» DIRECTIONS FOR THIS TASK
Write out every line of the entries below as a JSON list of strings, one string per line, with blank lines omitted.

=====

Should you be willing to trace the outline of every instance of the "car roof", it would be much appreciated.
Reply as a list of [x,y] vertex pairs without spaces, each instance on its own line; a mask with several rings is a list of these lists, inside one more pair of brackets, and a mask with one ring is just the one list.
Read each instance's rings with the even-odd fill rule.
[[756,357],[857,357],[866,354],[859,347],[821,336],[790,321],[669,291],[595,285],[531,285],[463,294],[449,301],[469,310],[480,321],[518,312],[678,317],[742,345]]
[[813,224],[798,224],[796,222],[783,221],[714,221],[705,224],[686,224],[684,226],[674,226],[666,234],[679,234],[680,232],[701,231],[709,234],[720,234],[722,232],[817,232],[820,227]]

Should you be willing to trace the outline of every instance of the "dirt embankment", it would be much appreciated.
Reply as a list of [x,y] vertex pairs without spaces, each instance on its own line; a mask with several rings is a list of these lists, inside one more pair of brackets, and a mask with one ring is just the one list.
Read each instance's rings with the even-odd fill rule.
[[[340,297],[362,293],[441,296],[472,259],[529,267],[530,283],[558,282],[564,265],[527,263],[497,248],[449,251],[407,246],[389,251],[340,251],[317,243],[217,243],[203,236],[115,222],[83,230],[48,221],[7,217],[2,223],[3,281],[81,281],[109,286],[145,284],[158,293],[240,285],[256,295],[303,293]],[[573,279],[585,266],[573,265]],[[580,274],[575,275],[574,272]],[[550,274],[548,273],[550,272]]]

=====

» EXPECTED ANSWER
[
  "Should you be willing to trace the outline of every instance of the \"car roof\", it would be much appreciated.",
  "Reply as a list of [x,y] vertex pairs without spaces, each instance on its own line; a mask with several rings is a list of these lists, inside one more pair of brackets, and a mask with one ring is just the one list.",
  "Read each instance's rings with the even-odd fill rule.",
  "[[756,357],[857,357],[866,354],[859,347],[821,336],[790,321],[669,291],[595,285],[531,285],[463,294],[449,301],[469,310],[480,321],[518,312],[678,317],[742,345]]",
  "[[813,224],[798,224],[796,222],[783,221],[714,221],[705,224],[686,224],[684,226],[674,226],[666,234],[679,234],[680,232],[701,231],[709,234],[720,234],[722,232],[817,232],[820,227]]",
  "Should you be willing to trace the outline of every instance of the \"dirt embankment\", it would be much appreciated.",
  "Reply as a list of [x,y] vertex pairs without spaces, each instance on its own line; a mask with several rings is a list of these lists, inside one more pair of brackets, and a mask with one ring is just the one list.",
  "Read each instance's rings with the even-odd fill rule.",
  "[[[340,297],[362,293],[441,296],[472,259],[529,267],[530,283],[558,282],[564,265],[527,263],[497,248],[449,251],[407,246],[389,251],[340,251],[317,243],[217,243],[203,236],[115,222],[83,230],[48,221],[7,217],[2,223],[3,281],[81,281],[109,286],[145,284],[158,293],[240,285],[256,295],[303,293]],[[573,279],[585,266],[573,265]],[[580,274],[575,275],[574,272]],[[550,274],[548,273],[550,272]]]"
]